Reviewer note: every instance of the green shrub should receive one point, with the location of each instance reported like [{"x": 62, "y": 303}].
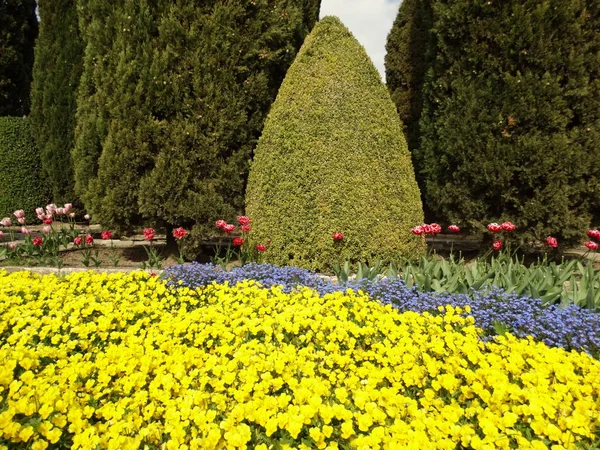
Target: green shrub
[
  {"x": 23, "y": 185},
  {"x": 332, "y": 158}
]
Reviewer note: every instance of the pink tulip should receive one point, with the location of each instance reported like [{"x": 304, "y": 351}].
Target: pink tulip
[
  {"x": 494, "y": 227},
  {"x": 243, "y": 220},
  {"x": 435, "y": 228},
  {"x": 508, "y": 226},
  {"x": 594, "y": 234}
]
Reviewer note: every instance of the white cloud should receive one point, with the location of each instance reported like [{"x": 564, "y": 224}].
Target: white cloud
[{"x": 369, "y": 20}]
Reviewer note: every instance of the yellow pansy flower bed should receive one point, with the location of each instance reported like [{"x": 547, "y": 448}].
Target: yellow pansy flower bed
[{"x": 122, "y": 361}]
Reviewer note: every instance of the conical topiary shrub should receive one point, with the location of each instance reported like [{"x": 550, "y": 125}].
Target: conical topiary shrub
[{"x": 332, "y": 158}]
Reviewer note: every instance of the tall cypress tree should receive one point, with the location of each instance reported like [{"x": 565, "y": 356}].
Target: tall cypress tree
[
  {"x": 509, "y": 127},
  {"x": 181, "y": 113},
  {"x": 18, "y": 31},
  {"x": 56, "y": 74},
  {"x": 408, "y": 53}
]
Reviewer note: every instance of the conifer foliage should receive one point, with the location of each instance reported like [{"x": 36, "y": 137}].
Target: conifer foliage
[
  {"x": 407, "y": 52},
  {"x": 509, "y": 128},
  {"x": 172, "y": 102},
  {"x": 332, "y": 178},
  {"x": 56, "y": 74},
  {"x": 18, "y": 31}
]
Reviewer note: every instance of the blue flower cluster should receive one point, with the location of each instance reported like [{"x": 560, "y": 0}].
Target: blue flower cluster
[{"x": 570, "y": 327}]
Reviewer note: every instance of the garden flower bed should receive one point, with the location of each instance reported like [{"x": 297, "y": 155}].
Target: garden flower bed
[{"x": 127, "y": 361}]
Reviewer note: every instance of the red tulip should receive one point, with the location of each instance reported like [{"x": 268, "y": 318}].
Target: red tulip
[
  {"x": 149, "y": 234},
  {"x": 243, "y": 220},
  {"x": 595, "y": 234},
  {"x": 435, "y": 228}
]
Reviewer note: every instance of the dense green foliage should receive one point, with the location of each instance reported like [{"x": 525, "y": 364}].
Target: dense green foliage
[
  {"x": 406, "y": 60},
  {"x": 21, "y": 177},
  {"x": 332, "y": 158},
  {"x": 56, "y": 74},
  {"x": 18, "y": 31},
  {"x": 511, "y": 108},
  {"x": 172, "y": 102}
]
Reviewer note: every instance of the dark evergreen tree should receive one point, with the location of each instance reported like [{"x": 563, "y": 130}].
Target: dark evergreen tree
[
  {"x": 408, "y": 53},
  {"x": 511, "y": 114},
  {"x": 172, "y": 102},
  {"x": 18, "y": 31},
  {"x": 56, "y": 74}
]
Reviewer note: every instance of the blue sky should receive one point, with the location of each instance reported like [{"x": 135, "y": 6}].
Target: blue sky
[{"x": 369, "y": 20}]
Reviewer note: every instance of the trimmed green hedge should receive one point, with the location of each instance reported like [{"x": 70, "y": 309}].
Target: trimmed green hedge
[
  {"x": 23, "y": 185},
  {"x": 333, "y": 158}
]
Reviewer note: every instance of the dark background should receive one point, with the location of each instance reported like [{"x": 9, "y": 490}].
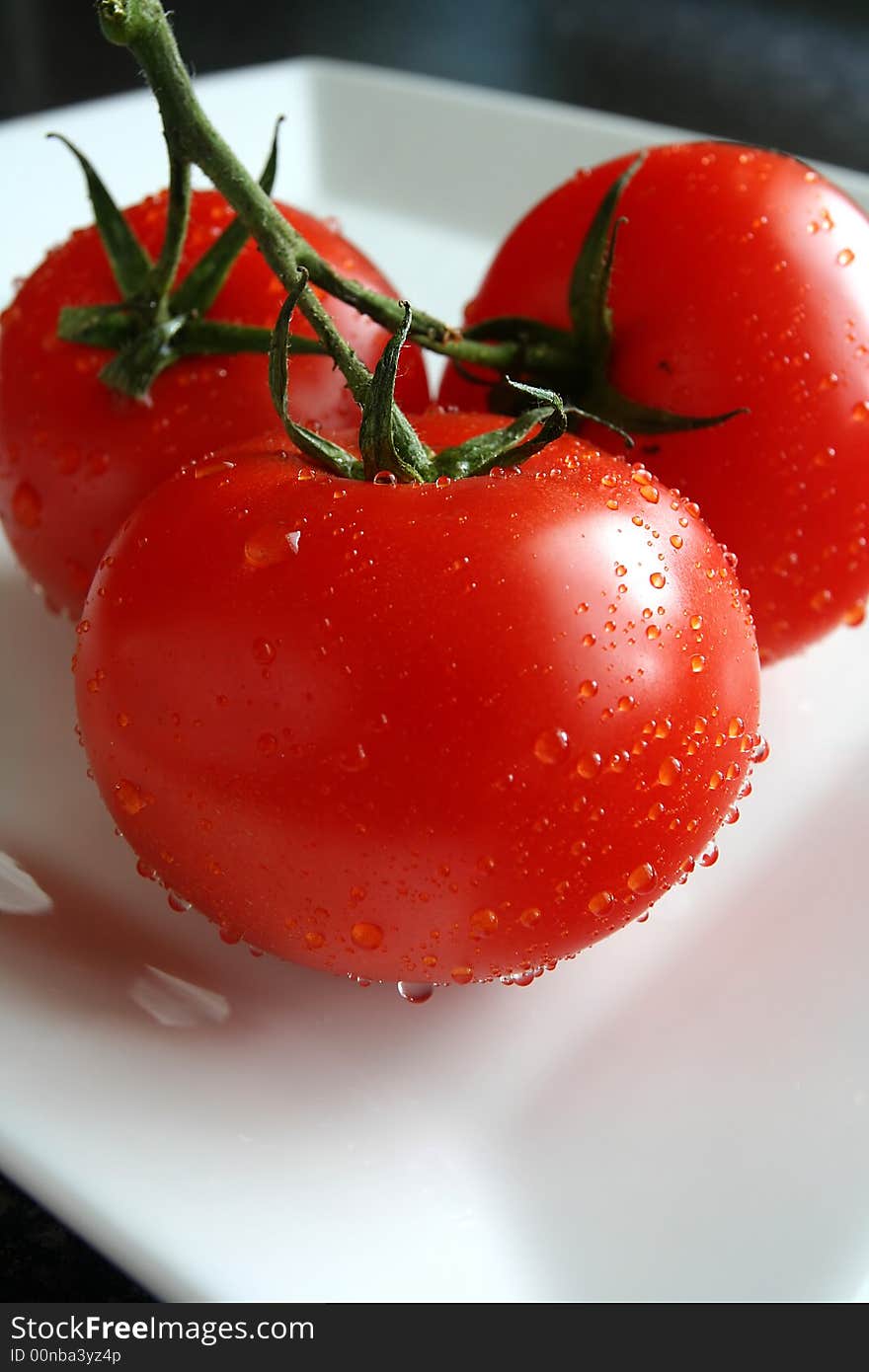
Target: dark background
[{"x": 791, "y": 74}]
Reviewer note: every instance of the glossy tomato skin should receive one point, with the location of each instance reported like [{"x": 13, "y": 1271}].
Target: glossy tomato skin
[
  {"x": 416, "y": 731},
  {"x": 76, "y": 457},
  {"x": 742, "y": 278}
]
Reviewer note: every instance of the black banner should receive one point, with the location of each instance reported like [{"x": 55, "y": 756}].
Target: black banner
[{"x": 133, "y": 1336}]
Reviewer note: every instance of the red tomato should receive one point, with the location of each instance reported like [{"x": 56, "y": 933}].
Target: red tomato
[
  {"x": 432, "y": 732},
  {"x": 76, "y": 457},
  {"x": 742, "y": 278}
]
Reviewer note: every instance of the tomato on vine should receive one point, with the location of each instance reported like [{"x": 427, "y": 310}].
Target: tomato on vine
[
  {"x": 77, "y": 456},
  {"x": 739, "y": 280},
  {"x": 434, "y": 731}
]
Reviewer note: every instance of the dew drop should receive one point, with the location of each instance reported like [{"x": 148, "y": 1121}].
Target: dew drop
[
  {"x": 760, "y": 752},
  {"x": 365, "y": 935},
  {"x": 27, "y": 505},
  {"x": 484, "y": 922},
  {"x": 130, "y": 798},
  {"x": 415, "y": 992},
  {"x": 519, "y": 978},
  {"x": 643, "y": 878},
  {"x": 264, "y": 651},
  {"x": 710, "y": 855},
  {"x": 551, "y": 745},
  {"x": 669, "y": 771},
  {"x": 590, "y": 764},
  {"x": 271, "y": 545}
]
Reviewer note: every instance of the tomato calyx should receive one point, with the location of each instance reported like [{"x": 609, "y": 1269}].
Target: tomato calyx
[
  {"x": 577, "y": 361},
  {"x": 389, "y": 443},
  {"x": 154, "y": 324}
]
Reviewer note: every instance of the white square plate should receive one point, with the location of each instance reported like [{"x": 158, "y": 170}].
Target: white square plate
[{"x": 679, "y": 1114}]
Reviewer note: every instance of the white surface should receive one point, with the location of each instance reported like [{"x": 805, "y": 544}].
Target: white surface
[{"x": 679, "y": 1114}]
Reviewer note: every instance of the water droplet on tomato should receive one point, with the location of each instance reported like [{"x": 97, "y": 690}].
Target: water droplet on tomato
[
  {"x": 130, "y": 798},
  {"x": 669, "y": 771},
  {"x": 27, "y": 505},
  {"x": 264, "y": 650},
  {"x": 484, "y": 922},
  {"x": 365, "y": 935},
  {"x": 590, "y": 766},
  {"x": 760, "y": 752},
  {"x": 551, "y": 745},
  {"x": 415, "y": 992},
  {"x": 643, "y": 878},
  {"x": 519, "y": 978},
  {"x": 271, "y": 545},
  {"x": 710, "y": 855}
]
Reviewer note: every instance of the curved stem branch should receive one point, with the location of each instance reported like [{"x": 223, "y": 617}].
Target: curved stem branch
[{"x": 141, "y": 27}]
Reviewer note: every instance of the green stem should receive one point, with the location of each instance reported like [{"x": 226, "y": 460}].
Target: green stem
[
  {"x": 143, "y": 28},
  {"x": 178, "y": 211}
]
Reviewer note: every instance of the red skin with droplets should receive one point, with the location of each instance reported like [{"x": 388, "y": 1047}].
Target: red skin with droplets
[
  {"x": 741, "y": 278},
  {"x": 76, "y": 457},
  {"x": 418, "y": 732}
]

▸ Instructions for the task
Retype the entries above exactly, but only from the line containing "Reviewer note: every instance of the conical" through the line containing "Reviewer note: every instance of the conifer", both included.

▸ Written answer
Reviewer note: every instance of the conical topiary shrub should receive one point, with the location of each instance reported like [{"x": 550, "y": 125}].
Target: conical topiary shrub
[{"x": 332, "y": 158}]
Reviewer note: every instance of the tall cypress tree should receive one point, with the location of each instance reported like [{"x": 565, "y": 356}].
Target: tall cypress tree
[
  {"x": 509, "y": 127},
  {"x": 181, "y": 113},
  {"x": 18, "y": 31},
  {"x": 56, "y": 74},
  {"x": 408, "y": 53}
]
Reviewer note: every instance of the conifer foliage should receive one point, with the location of each instance reported like [{"x": 36, "y": 137}].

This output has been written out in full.